-- begin --
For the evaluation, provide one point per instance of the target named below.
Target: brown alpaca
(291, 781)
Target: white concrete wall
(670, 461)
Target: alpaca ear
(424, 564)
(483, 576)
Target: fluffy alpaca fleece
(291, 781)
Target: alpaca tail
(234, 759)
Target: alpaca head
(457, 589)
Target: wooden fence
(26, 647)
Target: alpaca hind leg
-- end --
- **What is being asked**
Please reproduce the records verbatim, from the line containing "Target: alpaca tail" through the end of the records.

- **Written solution**
Target: alpaca tail
(234, 759)
Target: alpaca head
(457, 589)
Target: wooden fence
(26, 647)
Target: alpaca hind leg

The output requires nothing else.